EXERCISE TASK: Set down every line of the listing below, reproducing each one without any change.

--- start DATA SUPPLIED ---

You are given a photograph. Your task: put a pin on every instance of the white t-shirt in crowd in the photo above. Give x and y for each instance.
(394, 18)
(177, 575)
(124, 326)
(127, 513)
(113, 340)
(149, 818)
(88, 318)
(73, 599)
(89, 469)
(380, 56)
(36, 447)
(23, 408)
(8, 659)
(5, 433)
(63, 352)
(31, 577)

--- end DATA SUPPLIED ---

SOLUTION:
You are given a photograph. Your task: put a pin on every instance of the white t-shirt in crowd in the photo above. Give x and y for each instance.
(394, 18)
(177, 575)
(124, 326)
(127, 513)
(113, 340)
(149, 818)
(88, 318)
(73, 599)
(89, 469)
(380, 56)
(36, 447)
(23, 408)
(8, 659)
(5, 433)
(63, 352)
(31, 577)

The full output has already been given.